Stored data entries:
----

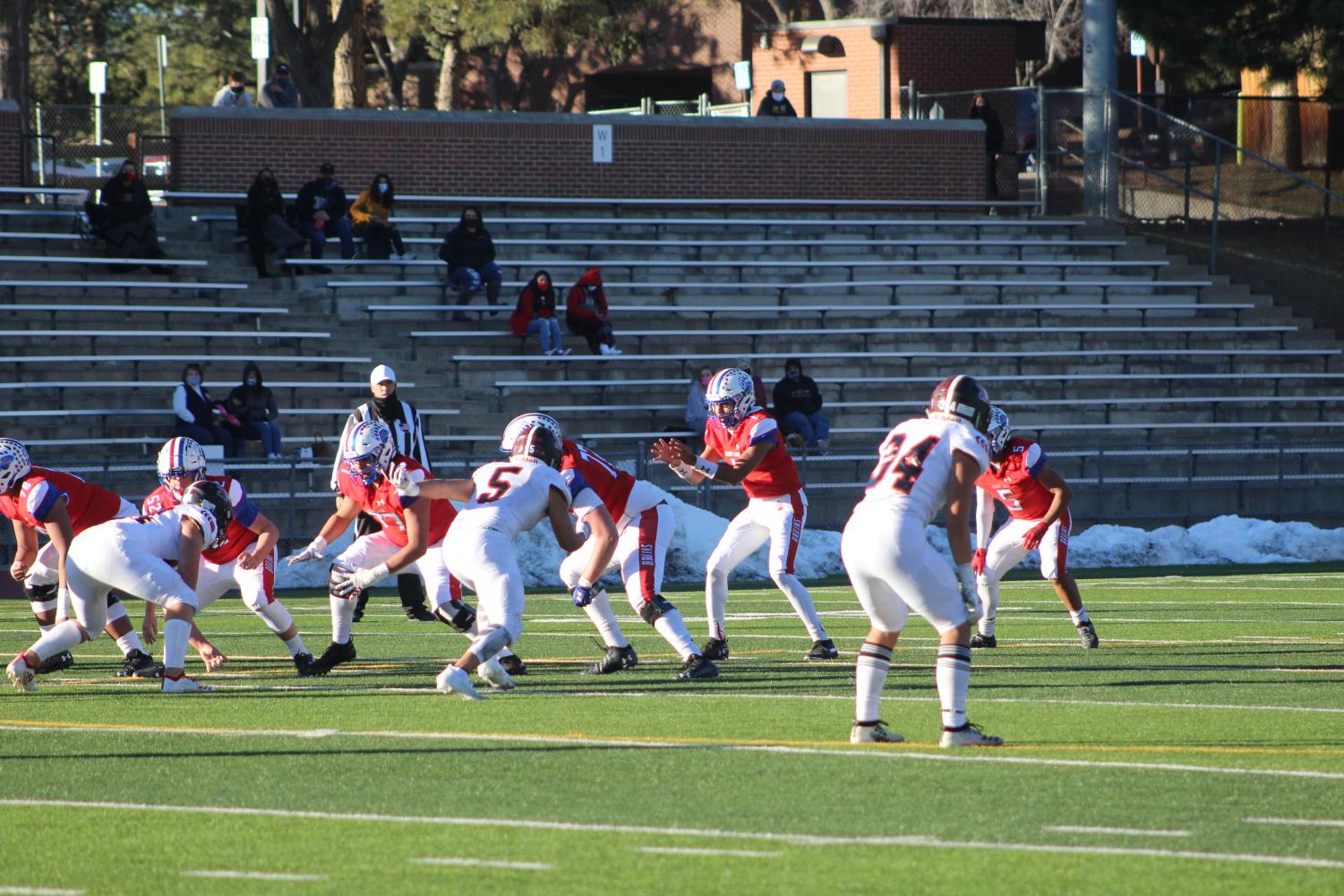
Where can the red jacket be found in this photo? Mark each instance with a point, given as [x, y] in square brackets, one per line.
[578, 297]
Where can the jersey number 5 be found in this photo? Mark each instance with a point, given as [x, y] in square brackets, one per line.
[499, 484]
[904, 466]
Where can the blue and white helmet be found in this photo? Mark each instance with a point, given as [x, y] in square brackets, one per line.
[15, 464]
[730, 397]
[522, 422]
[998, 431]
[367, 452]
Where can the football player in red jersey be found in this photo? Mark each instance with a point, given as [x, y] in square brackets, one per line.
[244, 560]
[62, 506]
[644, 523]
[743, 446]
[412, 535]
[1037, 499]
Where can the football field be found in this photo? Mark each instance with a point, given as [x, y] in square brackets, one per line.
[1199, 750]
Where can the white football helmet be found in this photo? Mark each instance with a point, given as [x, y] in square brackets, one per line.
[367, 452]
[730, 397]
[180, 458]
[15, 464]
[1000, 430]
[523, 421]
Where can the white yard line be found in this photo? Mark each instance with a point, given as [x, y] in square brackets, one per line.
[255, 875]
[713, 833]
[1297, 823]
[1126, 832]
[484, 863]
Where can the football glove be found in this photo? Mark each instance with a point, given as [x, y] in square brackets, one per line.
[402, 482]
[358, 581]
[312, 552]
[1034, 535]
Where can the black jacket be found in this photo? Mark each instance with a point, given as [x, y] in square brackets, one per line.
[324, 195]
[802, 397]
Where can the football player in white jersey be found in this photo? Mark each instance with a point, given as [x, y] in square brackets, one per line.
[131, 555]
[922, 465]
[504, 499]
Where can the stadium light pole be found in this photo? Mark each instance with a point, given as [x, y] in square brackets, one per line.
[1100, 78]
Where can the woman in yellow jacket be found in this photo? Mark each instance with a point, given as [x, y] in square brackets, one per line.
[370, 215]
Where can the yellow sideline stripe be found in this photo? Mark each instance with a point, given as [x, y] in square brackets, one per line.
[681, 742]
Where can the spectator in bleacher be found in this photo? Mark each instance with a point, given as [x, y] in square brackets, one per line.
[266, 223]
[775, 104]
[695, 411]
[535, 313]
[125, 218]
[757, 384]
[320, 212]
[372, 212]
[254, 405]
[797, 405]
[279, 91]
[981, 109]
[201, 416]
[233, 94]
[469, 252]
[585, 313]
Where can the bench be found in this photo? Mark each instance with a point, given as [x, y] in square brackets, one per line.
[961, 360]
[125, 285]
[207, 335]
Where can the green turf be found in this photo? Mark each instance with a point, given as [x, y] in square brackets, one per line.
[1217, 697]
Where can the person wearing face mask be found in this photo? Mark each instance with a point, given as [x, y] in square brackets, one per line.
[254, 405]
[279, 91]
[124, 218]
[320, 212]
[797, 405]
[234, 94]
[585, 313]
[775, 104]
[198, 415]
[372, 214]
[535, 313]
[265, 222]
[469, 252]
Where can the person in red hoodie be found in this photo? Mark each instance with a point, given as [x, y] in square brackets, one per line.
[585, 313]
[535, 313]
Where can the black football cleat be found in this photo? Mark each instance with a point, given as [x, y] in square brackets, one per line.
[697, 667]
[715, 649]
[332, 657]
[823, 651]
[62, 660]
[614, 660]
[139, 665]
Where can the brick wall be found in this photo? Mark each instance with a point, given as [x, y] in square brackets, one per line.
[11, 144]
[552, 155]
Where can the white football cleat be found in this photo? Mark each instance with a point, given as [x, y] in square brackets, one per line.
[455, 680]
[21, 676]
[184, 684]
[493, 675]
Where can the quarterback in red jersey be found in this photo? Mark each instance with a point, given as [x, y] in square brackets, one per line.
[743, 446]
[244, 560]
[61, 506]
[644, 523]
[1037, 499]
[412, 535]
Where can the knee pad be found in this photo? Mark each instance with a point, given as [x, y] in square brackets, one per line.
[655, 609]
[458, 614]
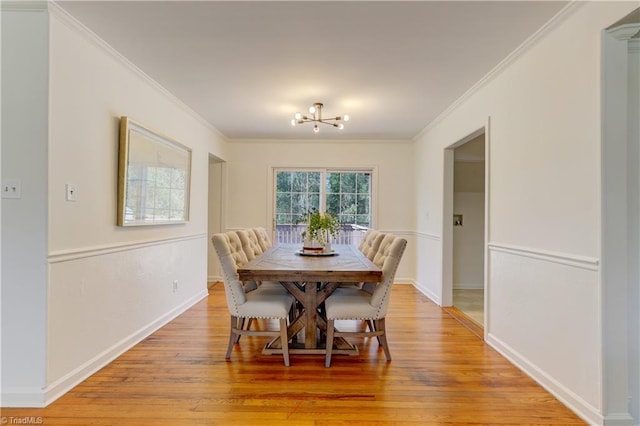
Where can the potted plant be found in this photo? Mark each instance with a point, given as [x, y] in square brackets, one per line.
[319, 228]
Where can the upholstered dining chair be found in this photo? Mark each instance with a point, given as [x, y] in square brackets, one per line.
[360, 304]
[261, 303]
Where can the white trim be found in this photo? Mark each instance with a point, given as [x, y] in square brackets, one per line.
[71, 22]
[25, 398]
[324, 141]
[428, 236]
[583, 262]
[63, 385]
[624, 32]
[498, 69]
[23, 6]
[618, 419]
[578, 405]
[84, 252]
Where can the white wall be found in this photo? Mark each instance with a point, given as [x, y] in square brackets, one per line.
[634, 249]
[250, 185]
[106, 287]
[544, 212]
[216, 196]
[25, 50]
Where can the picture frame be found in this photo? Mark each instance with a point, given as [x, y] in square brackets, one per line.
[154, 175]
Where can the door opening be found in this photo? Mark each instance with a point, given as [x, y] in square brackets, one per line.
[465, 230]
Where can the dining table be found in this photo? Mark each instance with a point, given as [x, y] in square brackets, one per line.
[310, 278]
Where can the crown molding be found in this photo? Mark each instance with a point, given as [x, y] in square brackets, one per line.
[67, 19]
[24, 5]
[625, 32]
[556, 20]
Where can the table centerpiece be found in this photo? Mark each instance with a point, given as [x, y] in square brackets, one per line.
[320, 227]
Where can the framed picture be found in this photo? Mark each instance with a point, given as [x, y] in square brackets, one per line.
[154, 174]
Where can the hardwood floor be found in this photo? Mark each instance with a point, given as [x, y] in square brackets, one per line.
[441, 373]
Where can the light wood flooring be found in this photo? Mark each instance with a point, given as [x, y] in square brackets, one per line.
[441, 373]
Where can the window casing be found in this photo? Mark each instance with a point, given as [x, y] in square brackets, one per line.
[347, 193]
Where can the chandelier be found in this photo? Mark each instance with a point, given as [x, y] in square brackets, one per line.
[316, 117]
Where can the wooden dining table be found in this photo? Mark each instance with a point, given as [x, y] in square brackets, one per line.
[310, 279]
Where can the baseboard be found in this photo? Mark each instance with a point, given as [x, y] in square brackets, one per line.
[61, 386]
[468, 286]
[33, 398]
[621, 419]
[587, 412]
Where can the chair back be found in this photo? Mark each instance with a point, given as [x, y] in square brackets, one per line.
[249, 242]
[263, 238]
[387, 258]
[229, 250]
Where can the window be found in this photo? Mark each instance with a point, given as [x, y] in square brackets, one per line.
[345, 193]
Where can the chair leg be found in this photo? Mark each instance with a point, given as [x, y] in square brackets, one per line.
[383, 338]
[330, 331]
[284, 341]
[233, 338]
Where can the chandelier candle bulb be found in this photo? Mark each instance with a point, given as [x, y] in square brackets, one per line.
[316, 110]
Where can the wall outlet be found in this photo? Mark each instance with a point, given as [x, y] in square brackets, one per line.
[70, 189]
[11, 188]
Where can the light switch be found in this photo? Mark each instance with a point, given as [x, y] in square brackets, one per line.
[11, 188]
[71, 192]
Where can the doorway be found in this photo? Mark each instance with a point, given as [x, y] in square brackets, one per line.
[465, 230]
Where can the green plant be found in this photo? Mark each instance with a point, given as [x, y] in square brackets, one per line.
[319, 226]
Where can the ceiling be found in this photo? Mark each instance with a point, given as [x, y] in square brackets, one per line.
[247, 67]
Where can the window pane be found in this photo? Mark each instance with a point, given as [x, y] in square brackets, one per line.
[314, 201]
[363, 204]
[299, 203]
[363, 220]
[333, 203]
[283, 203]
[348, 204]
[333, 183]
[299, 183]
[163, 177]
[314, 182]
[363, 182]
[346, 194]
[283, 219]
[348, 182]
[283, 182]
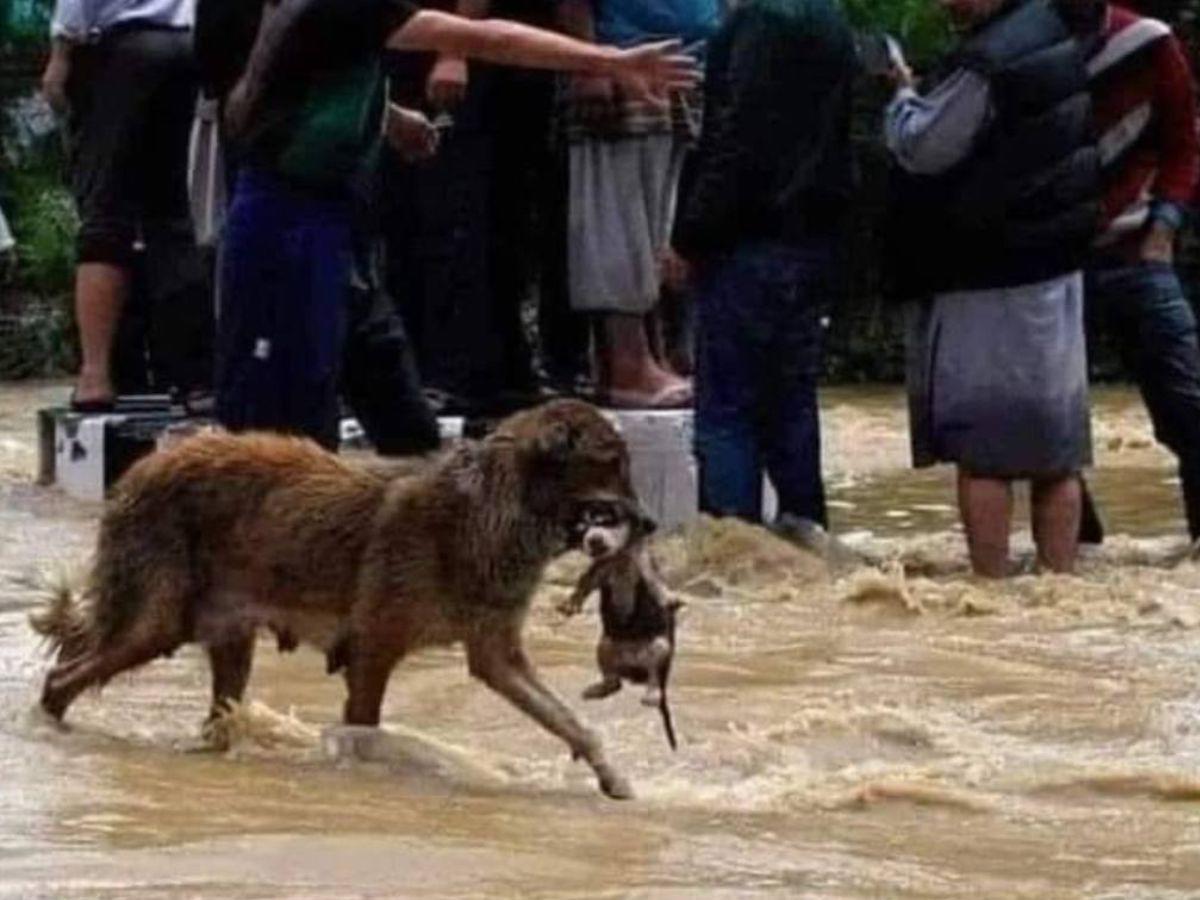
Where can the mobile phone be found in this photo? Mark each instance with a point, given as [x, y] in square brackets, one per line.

----

* What the task asks:
Without the pictures, print the records in full, exactly as they appear.

* Exercise solution:
Where can the red jacket be found in this photo? Mark each instance with a point, given as [x, y] in square brackets, one per line.
[578, 297]
Where can the jersey number 5 be found in this photo? Mark each instance with a point, given as [x, y] in square brackets, one per line.
[499, 484]
[904, 466]
Where can the blue and white helmet be found in this photo? Mark each instance with a point, given as [x, y] in square brackets, one per line.
[15, 464]
[730, 397]
[522, 422]
[998, 431]
[367, 452]
Where can the football player in red jersey be found in this photo? Mark each instance with a point, given as [x, y] in square brackets, one per line.
[244, 560]
[62, 506]
[644, 523]
[743, 446]
[412, 535]
[1037, 499]
Where can the football field be found in this photo? Mark each instance with a point, given as [x, y] in square brackets, one per line.
[1199, 750]
Where can the white football helmet be found in this photo? Mark each instance with a point, given as [x, y] in square brackets, one per line.
[367, 452]
[730, 397]
[180, 458]
[15, 464]
[1000, 430]
[523, 421]
Where can the white yard line be found in this photo? Mark each instance with a point, given as [x, y] in square brackets, one per line.
[255, 875]
[713, 833]
[1297, 823]
[1126, 832]
[484, 863]
Where can the football glove be found in this photo? Mark each instance with a point, given as [x, y] in square brackets, one per line.
[402, 482]
[358, 581]
[312, 552]
[1034, 535]
Where can the black jacket be found in this photo? Mark each instance with a point, given as [x, y] in square brackets, one per line.
[324, 195]
[802, 397]
Where can the football player in white jersey be found in this photo? Mark each instance with a point, given as [x, y] in square brackets, one per line.
[131, 555]
[922, 465]
[504, 499]
Where can the stadium light pole be found in this photo? Mark each instance with a point, given as [x, y] in square brackets, one per line.
[1100, 78]
Where can the woman in yellow jacket be found in this photo? Mark each instance with a point, given as [x, y] in square brackets, one per line.
[370, 215]
Where can the yellow sideline stripe be found in this photo? Mark each instance with a point, given as [x, y] in square brackets, one per line.
[681, 742]
Where can the spectator in bleacher be found in this photo? Mark each instance with a point, given as [x, y] in square brackets, one per line.
[266, 223]
[775, 104]
[695, 411]
[535, 313]
[125, 218]
[757, 384]
[320, 212]
[372, 212]
[254, 405]
[797, 405]
[279, 91]
[981, 109]
[201, 416]
[233, 94]
[469, 252]
[585, 313]
Where can the bench be found in this photo? Mark each instance with a point, given as [x, y] in square brackets, one per line.
[961, 360]
[125, 285]
[207, 335]
Where can the green turf be found in this photo? Mark each instance with a point, given as [x, y] in square brackets, one per line.
[1217, 697]
Where can the person wearing face mask be found in this photo? Mark each instance with a point, given as [x, y] in square brackets, one per line.
[254, 405]
[279, 91]
[124, 218]
[320, 212]
[797, 405]
[234, 94]
[585, 313]
[775, 104]
[198, 415]
[372, 214]
[535, 313]
[265, 222]
[469, 252]
Where can the person in red hoodie be found in this photo? Mark each instance with a point, given as [x, y] in square brackets, one per line.
[585, 313]
[535, 313]
Where can the black football cleat be found in this photo? Mark each instance with a point, given as [x, y] in square brackets, one per line.
[697, 667]
[715, 649]
[332, 657]
[823, 651]
[62, 660]
[614, 660]
[139, 665]
Where can the brick wall be found in this photo? Mark each instance with a point, given as [x, y] in square brackets, one per line.
[11, 144]
[552, 155]
Where can the white football cleat be found in this photo? Mark each instance with a point, given as [x, y] in square brackets, one per line.
[455, 680]
[21, 676]
[184, 684]
[493, 675]
Where can the quarterback in red jersey be found in this photo? Mark each instance with a point, given as [x, y] in square brackets, one per line.
[743, 446]
[244, 560]
[61, 506]
[644, 523]
[1037, 499]
[412, 535]
Where can the knee pad be found in this photo? Mark each instance with a point, given as [x, y] in square brackets, one per line.
[655, 609]
[458, 614]
Where can the potted plant be found in this photo? Mark each instance with a point, given as [x, y] in square brackets, one per line.
[319, 228]
Where can the upholstered dining chair be found in this photo? Mark each instance with a point, given as [x, y] in square brackets, one per line.
[360, 304]
[261, 303]
Where can the white trim be found in this photo? Mark each instance with a point, given as [x, y] in square brackets, one per line.
[71, 22]
[25, 398]
[324, 141]
[428, 236]
[583, 262]
[63, 385]
[624, 32]
[498, 69]
[23, 6]
[618, 419]
[578, 405]
[84, 252]
Where can the white wall be found in this photo? Mark each instance with a point, given as [x, y] in square brackets, one per line.
[634, 249]
[250, 185]
[106, 287]
[544, 212]
[216, 196]
[25, 50]
Where can the picture frame be found in this photo? Mark each instance with a point, given as [x, y] in square brackets, one per line.
[154, 175]
Where can the door opening be found in this photo? Mark each instance with a point, given as [x, y] in square brackets, one per line.
[465, 230]
Where can the dining table be found in this photo? Mark each instance with a point, given as [x, y] in square brackets, one per line.
[310, 278]
Where can the crown molding be found in this photo? Mark each instance with a point, given as [x, y] in square brackets, one per line.
[67, 19]
[24, 5]
[625, 32]
[556, 20]
Where can the table centerpiece be found in this photo? Mark each instance with a point, given as [x, y] in square brackets, one per line.
[320, 227]
Where can the framed picture be found in this photo? Mark each instance with a point, given as [x, y] in square brackets, one per line.
[154, 174]
Where can the hardwood floor be found in this photo? Mark each instance with a point, given as [x, y] in square brackets, one per line.
[441, 373]
Where can the light wood flooring be found in this photo? Mark each instance with a point, given as [x, y] in square brackets, one per line.
[441, 373]
Where can the window casing be found in this photo? Mark each instance with a point, given as [x, y] in square brackets, one per line.
[347, 193]
Where can the chandelier be found in this photo? Mark each instance with a point, given as [x, y] in square brackets, one per line.
[316, 117]
Where can the wooden dining table be found in this photo? Mark each instance with a point, given as [x, y] in square brackets, one per line.
[310, 279]
Where can the baseboard be found in this photo? Mark each instance with a point, given as [x, y] in square brackets, one per line.
[61, 386]
[468, 286]
[33, 398]
[621, 419]
[587, 412]
Where can the chair back be found in this photo? Mark each instance with a point, given as [x, y] in square brackets, one per line.
[249, 242]
[263, 238]
[387, 258]
[229, 250]
Where can the window be found in this photo? Mark each instance with a point, given as [x, y] in square brackets, one per line.
[345, 193]
Where can the chair leg be found in this photo? Mark each instance with a point, given as [x, y] in square brackets, one per line.
[383, 338]
[330, 331]
[284, 341]
[233, 338]
Where can the chandelier candle bulb be found in this photo? Mark each instance with a point, given as [x, y] in square brackets, one per line.
[316, 110]
Where can the wall outlet be found in this photo? Mark each instance with a point, given as [x, y] in square brackets, one per line.
[70, 189]
[11, 188]
Where can the light switch be found in this photo? Mark each instance with a point, given as [x, y] in square brackets, one per line.
[11, 188]
[71, 192]
Where can the doorway be found in this photo? Mark each instance with a point, given as [x, y] in square brackets, one per line.
[465, 230]
Where can the green plant be found in this photo? Mark each instance with a point, given as [x, y] in square brackets, one per line.
[319, 226]
Where can the ceiling be found in this photo? Mark each instance with a point, given as [x, y] in square brackets, one per line.
[247, 67]
Where can the window pane be found in this photo? Mark each instance with a point, given as [x, y] in square brackets, one per line.
[314, 201]
[363, 204]
[299, 203]
[363, 220]
[333, 203]
[283, 203]
[348, 204]
[333, 183]
[299, 183]
[163, 177]
[314, 182]
[363, 182]
[346, 194]
[283, 219]
[348, 182]
[283, 182]
Where can the mobile phone be found in this photo? Mark each instance with a point, given as [x, y] in square brackets, one per line.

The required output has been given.